» The request:
Each record below must be returned exactly as shown.

» Provided entries:

★ ★ ★ ★ ★ ★ ★

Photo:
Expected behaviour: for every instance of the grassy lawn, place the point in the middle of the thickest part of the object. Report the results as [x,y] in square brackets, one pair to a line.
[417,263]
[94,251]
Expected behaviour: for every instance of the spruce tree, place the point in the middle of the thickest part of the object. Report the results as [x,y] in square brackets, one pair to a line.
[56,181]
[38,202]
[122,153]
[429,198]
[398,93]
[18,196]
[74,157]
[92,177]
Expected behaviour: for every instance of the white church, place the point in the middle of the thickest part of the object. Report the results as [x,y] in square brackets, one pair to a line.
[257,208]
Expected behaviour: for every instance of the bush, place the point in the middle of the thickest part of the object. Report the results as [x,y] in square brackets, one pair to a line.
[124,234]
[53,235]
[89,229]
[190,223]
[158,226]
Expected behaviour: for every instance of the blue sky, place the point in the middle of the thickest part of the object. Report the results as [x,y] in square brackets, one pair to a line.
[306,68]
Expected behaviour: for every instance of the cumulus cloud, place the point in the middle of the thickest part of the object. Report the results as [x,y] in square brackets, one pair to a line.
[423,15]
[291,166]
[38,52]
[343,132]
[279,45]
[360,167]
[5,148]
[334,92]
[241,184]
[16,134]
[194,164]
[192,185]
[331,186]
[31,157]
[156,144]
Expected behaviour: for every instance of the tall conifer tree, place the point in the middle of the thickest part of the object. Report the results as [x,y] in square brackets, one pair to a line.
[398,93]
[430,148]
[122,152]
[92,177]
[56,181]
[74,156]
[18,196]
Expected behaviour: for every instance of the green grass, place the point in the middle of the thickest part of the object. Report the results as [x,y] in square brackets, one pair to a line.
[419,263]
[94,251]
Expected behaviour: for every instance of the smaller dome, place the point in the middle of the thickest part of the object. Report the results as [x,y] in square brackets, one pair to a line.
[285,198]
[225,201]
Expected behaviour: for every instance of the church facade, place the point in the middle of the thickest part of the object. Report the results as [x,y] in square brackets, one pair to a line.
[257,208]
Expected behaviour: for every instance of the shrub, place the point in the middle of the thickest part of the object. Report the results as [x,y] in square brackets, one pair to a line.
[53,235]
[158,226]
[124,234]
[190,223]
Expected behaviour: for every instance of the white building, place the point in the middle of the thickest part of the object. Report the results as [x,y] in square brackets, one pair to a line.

★ ★ ★ ★ ★ ★ ★

» In response:
Photo:
Expected behaviour: for every instance of the grassy lawn, place the point in the middle of the thickest part of the object. Report the results as [x,y] in square brackets, one pair to a line.
[417,263]
[94,251]
Expected behaviour: for every instance of the spruce tree, place the point in the middle of the thickest part of the object. Report the results as [x,y] in square brackets, one pair to a line.
[56,181]
[38,202]
[122,153]
[429,198]
[398,93]
[18,196]
[74,157]
[92,177]
Expected behaviour: for every instance of the white church, place the point in the middle of the thickest part of the object. Report the results as [x,y] in square brackets, one pair to a line.
[257,208]
Expected behaviour: for every instance of the bush, place the point in the middle of the thickest part of the object. Report the results as [x,y] in square brackets, one pair to a line.
[124,234]
[53,235]
[89,229]
[190,223]
[158,226]
Expected behaviour: for every instance of the blue sky, place the point in the middle of the thickest part of the object. Report the results as [x,y] in square brackets, one pair to a line.
[306,68]
Expected behaviour: for every instance of the cumulus cloud, place the point in the middle of the thickest part of the object. Report the results as [x,y] in square brackets, one pair to a line.
[423,15]
[291,166]
[38,52]
[343,132]
[279,45]
[360,167]
[5,148]
[334,92]
[241,184]
[16,134]
[194,164]
[192,185]
[331,186]
[31,157]
[156,144]
Expected behaviour: for every instance of the tall conifer tree, place the point in the middle of the thickest part of the object. Report the results as [x,y] in square brackets, one pair to a line.
[398,93]
[430,148]
[122,152]
[92,177]
[56,181]
[74,156]
[18,196]
Expected behaviour: for every instance of the green grass, place the point in the middle of the thickest part of the object. Report the results as [x,y] in square brackets, one pair to a line.
[419,263]
[94,251]
Expected behaviour: for every instance of the smaller dome, place the point in the middle of the thickest part of the object. Report the results as [x,y] in square brackets, one pair to a line.
[285,198]
[225,201]
Expected behaviour: for every instance of the church facade, place the point in the middle of the thickest part of the object. Report the results as [x,y] in square brackets, one pair to a line.
[257,208]
Expected behaviour: for every instance of the shrub, place the point in the middle of the thickest part of the object. Report the results as [x,y] in square brackets, one pair to a line.
[53,235]
[158,226]
[124,234]
[190,223]
Expected behaviour: for every instance of the white building, place the point in the middle of the thickest part of the object. Report the results as [x,y] in square brackets, one pair to a line.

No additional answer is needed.